-- START OF Records provided --

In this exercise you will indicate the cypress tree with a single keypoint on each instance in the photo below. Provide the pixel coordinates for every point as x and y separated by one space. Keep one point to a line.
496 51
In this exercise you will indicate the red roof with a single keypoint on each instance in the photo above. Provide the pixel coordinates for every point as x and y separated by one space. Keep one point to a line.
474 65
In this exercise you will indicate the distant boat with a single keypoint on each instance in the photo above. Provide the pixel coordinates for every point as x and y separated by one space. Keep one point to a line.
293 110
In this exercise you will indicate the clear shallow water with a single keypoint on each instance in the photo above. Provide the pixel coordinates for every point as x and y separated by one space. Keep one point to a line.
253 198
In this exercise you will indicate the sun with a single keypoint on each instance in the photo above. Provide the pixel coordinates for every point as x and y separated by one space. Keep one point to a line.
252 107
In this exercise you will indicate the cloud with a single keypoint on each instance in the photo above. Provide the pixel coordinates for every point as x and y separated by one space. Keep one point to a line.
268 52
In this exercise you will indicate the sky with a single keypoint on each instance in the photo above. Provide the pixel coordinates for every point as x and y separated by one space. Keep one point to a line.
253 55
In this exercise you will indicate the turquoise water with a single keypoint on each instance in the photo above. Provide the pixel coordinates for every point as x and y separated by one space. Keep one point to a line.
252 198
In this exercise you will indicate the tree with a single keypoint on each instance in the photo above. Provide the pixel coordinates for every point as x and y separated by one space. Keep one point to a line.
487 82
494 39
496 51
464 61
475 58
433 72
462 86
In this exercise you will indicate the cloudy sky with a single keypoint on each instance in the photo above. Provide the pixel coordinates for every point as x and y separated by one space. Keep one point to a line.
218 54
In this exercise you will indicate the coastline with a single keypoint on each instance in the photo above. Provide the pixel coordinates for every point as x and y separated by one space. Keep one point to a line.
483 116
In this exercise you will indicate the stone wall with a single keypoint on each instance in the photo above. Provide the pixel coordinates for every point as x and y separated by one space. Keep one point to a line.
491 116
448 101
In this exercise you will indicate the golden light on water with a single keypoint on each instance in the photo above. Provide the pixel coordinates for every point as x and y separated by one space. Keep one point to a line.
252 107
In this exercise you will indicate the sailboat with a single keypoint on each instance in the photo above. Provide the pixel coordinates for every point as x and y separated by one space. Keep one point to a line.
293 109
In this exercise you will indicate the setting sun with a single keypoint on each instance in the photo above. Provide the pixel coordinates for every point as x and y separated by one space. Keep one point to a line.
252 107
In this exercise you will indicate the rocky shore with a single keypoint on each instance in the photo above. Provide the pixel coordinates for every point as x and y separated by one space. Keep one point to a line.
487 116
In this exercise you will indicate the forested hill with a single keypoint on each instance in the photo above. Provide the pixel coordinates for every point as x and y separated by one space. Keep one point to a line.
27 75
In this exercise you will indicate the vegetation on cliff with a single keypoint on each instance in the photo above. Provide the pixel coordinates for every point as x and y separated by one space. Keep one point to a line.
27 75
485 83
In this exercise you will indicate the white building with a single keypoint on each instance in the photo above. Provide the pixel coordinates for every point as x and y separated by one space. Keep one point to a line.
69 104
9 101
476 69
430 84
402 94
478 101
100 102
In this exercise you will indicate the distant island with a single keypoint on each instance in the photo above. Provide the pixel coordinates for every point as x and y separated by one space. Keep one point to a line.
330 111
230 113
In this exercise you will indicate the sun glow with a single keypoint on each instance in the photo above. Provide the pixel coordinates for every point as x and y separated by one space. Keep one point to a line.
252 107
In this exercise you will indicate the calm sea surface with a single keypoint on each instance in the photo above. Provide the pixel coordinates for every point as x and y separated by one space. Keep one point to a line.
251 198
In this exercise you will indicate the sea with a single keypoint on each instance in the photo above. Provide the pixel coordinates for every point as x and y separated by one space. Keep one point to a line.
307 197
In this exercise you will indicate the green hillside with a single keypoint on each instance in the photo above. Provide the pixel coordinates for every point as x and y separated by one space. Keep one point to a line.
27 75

-- END OF Records provided --

Stated exercise
Copy out each line exactly as written.

Full solution
In this exercise you will indicate the cypress tree with a single keypoint on each instance in the photo below. Provide the pixel coordinates for every point as x and y separated by one space. Keep one point to a line.
496 51
In this exercise you will indicate the red roof with a single keypoint on each instance in the photo above. Provide the pixel coordinates for every point as x and y separated by one space. Keep one point to a line.
474 65
In this exercise you will indicate the distant boat with a single keypoint on each instance in the photo above. Provide the pixel coordinates for every point as x and y separated by one space. Keep one point to a line.
293 110
In this exercise you will indicate the clear shallow water with a single keypoint on each instance in the photo above. Provide the pixel coordinates for every point as x and y separated by one space. Keep one point to a line.
253 198
In this exercise you will indicate the sun with a single keypoint on each instance in the photo above. Provide the pixel coordinates for every point as x and y separated by one space. Keep one point to a line.
252 107
In this exercise you will indicate the cloud with a single keypoint on each instance in the photo above. Provide the pixel coordinates for every point as x and y separated by one space. Keep one point to a line.
268 52
In this exercise you will indicate the sky with a single keypoint on each instance in the photo above. Provide the pixel coordinates for every point as x and y separated by one space. Keep one point to a line.
253 55
In this exercise you will indicate the turquoise water with a single keypoint on each instance in the photo above. Provide the pixel coordinates for every point as x and y separated by one space. Keep one point to a line.
252 198
In this exercise you will indicate the tree with a single keypoint on each instance in the photo above. Provide the pixel coordinates for every point as x and y separated by one space. Keep one point to a line.
487 82
494 39
496 51
464 61
475 58
433 72
462 86
In this exercise you will indicate the cloudy sky with a single keypoint on each instance in the photo above. Provide the pixel coordinates for every point as x and y separated by one space. Keep one point to a line.
218 54
In this exercise you will indicate the coastline with a single keypoint on each instance in the photo above. Provide the pixel coordinates for every point as x and y separated by one space. Keep one point to a line.
483 116
In this exercise you will indicate the stone wall with a single keypoint on each instance in the photo above. Provide the pixel coordinates for every point as x and y separated by one space. Keep one point to a line.
491 116
448 101
In this exercise you will indicate the golden light on water with a single keypoint on each instance in the photo above. Provide the pixel coordinates for every point as x and y separated by one space. Keep one point to a line.
252 107
In this exercise you will indicate the sailboat with a single keypoint on each instance in the photo above. Provide the pixel coordinates for every point as x and y separated by one space. Keep one point to a line.
293 109
In this exercise you will indicate the setting sun with a single keypoint on each instance in the photo above. Provide the pixel coordinates for every point as x and y separated by one space. Keep one point to a line.
252 107
In this exercise you will indicate the rocky shore with a single keypoint on each instance in the photo above. Provide the pixel coordinates for every point as x and y separated by one space. Keep one point to a line.
487 116
In this exercise you will indicate the forested hill with a single keypoint on each instance in the photo above. Provide the pixel coordinates for every point as x and y separated by one space. Keep one point to a line.
27 75
In this exercise you will indicate the vegetation on cliff with a single keypoint on each instance in the photo above. Provide the pixel coordinates for every point as x and y separated by one space. Keep one point to a line.
27 75
485 83
In this exercise you will indicate the white building with a single keypoint on each instance in the photo above. Provide the pixel coordinates for every point as x and y separated by one space. Keep one point to a line.
69 104
9 101
476 69
430 84
402 94
478 101
100 102
In this exercise you will indicate the distant island with a single keypoint on each instance in the photo above. Provide the pixel coordinates for every point as x and y separated by one space. Keep one point to a line.
330 111
230 113
In this exercise you will indicate the sun glow with a single keypoint on each instance in the photo above. Provide the pixel coordinates for every point as x and y separated by one space. Keep one point to a line.
252 107
In this exercise you will indicate the calm sea surface with a single keypoint on each instance in the photo above. Provide the pixel coordinates for every point as x and y separated by one space. Keep one point to a line.
251 198
In this exercise you will indicate the sea with a single keypoint on each instance in the photo above. Provide the pixel coordinates for every point as x and y separated by one space. Keep one point to a line.
307 197
In this exercise you will indicate the green hillside with a single keypoint on each instance in the photo above. Provide the pixel coordinates for every point as x and y separated by one space. Keep one point to a line.
27 75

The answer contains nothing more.